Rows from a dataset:

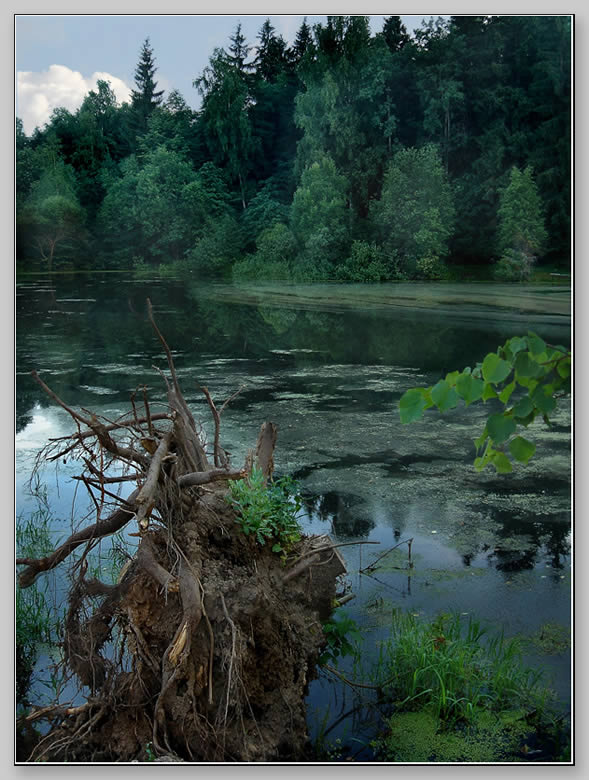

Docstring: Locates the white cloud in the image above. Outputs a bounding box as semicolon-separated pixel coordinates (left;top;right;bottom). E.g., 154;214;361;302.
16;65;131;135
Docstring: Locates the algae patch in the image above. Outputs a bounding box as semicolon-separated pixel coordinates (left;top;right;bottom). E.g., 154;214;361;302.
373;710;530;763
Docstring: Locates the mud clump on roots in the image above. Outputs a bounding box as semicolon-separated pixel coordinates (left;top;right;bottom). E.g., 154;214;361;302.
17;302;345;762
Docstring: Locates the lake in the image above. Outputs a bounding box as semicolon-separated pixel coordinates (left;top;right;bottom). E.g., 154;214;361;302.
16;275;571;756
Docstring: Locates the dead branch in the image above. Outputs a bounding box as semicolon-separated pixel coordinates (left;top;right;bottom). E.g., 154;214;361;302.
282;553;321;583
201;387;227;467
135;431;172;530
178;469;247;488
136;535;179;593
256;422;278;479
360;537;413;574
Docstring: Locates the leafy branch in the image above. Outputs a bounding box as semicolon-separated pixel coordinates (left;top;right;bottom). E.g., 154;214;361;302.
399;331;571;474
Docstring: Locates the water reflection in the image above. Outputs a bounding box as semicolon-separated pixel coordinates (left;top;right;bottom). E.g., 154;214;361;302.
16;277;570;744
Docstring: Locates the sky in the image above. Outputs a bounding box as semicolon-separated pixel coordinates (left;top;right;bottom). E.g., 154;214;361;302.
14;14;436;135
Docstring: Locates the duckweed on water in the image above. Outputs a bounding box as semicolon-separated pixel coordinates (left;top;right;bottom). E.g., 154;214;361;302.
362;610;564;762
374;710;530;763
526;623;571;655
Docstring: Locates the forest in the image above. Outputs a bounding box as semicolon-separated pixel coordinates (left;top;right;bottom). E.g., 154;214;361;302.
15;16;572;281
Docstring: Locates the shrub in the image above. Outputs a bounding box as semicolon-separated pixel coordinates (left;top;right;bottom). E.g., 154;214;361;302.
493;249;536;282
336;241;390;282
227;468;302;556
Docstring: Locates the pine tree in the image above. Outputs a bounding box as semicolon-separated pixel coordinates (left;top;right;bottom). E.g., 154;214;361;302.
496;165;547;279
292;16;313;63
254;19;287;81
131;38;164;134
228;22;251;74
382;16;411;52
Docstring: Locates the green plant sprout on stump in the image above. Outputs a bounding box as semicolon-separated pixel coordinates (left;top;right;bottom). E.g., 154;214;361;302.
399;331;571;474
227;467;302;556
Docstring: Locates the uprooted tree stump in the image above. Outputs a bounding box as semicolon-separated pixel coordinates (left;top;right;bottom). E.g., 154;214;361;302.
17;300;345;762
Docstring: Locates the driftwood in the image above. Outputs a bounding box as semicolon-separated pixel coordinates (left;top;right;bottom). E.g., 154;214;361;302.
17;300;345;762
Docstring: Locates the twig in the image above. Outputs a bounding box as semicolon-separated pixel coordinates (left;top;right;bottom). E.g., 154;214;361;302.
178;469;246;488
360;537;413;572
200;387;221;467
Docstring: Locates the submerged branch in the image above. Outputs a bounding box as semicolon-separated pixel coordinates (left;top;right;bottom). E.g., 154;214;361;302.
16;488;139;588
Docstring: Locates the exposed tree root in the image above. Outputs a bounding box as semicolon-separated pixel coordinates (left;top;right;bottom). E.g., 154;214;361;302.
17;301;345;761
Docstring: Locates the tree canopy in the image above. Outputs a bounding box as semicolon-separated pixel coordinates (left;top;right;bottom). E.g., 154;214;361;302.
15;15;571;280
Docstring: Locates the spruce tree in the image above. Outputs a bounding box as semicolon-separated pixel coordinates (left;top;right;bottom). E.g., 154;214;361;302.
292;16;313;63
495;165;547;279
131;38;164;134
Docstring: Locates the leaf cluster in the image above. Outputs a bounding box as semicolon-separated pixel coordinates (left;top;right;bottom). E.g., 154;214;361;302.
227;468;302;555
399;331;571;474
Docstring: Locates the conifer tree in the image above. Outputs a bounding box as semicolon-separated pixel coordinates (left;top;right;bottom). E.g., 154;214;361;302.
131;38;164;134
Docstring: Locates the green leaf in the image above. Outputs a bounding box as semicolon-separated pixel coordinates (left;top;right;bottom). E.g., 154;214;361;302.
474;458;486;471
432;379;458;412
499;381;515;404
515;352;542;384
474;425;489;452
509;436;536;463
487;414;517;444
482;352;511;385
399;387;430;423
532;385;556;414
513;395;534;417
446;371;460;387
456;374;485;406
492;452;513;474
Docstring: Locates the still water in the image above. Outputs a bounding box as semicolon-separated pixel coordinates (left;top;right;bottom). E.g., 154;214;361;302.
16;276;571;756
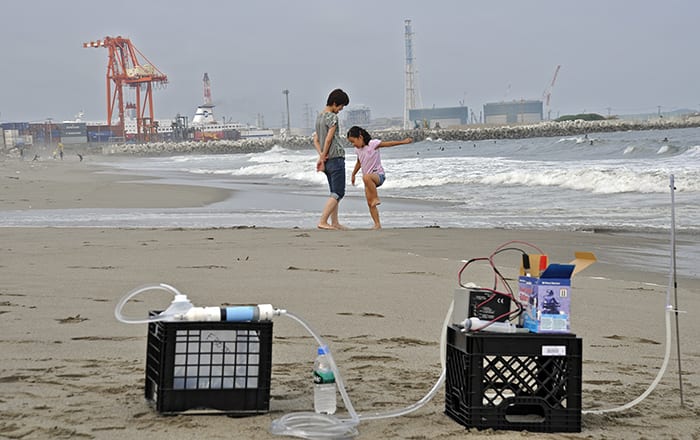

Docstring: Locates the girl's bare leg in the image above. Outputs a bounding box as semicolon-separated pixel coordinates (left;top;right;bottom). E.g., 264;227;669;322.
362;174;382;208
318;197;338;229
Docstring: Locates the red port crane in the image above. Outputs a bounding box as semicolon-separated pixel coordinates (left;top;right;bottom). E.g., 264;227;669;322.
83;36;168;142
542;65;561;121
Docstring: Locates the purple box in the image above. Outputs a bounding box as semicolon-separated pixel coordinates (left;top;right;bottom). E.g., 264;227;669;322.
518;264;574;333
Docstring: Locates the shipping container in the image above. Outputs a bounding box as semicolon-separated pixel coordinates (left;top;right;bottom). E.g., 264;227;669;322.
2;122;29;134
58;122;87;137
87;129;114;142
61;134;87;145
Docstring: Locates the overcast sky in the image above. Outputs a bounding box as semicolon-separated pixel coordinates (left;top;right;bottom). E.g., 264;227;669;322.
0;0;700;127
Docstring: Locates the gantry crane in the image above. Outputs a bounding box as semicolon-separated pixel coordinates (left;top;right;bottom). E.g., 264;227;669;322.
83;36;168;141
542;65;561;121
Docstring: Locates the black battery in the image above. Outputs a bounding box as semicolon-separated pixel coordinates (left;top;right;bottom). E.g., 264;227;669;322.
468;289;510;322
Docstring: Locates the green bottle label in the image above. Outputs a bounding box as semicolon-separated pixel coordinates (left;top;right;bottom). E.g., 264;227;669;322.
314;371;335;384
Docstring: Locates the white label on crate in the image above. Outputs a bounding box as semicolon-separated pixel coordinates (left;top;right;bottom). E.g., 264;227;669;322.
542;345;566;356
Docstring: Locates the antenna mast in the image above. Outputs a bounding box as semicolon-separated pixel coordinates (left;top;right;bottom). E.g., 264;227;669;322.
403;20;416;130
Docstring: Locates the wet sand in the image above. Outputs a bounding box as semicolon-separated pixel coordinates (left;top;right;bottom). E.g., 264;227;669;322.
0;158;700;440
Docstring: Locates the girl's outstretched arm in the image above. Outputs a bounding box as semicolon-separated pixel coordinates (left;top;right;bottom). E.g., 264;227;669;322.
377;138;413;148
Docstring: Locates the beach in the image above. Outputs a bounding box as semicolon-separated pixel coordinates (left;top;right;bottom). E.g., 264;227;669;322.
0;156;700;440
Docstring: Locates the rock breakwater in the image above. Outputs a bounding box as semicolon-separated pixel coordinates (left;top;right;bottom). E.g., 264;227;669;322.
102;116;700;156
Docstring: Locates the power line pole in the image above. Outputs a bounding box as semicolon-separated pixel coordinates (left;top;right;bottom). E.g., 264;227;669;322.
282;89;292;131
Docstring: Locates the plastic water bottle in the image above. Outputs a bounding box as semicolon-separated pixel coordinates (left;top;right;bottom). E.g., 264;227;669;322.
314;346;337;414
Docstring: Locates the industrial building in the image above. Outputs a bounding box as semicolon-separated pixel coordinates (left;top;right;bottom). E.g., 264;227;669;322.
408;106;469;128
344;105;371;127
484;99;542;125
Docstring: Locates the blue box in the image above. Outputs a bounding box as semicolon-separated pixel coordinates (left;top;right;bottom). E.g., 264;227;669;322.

§ WHAT THE TASK REQUIRES
Output the lines of the records starting at the line that contains "Docstring: Locates the red" and ending at the line that contains "377;138;413;148", reproducing each one verbatim with both end lines included.

§ TASK RESULT
Docstring: Locates the red port crane in the image above. Outputs a bounding box as semicolon-separated pixel coordinates (left;top;right;bottom). E.g., 264;227;669;322.
83;36;168;142
542;65;561;121
Docstring: Locates the purple box in the image above. Outputs a bounding box as semicolon-separated pixel coordinates (left;top;right;bottom). E.g., 264;227;669;322.
518;264;574;333
Docstring: Locates the shipping container in the image above. Outputs a bounding box as semicolon-separated pixel coordinates (left;top;right;bottom). E.g., 264;227;669;322.
2;122;29;134
58;122;87;137
87;129;114;142
61;134;87;145
Docstring: Locates the overcast sky in the image above. Outputs a bounding box as semicolon-separated pixel coordinates (left;top;right;bottom). E.g., 264;227;669;322.
0;0;700;127
Docstring: Locates the gantry crane in the image above. Outputs a bounding box as semicolon-separated pixel coordinates (left;top;right;bottom). E.g., 264;227;669;322.
83;36;168;141
542;65;561;121
Docstring: Locates the black battery in the image above. Outputs a bounding box as semicolon-separated pixel coordinates (left;top;right;bottom). E.g., 264;227;669;322.
468;289;510;322
Docstring: Locates the green bottle label in the image above. Outputs a bounding box as semicolon-separated pixel coordinates (left;top;right;bottom). E.g., 264;227;669;322.
314;371;335;384
Docstring: Locates the white label on crate in the image above. Outputs a bounding box as semicolon-separated pixel coordinates (left;top;right;bottom). E.g., 264;227;669;322.
542;345;566;356
Docstring: Locates the antenna mast in the image above. Outputs a bounding box as semicolon-separated pixel coordinates (left;top;right;bottom). E.g., 264;227;669;322.
403;20;416;130
Docstring: Locates the wet sand in the image above. Outputs a bounding box as semicolon-separated pixel coordinates (left;top;right;bottom). E.g., 264;227;669;322.
0;158;700;440
Docstring: Locates the girl's outstretched arm in the image above. Outputs a bounding box as semicolon-separated pixel coordinates (left;top;right;bottom). E.g., 264;227;669;322.
377;138;413;148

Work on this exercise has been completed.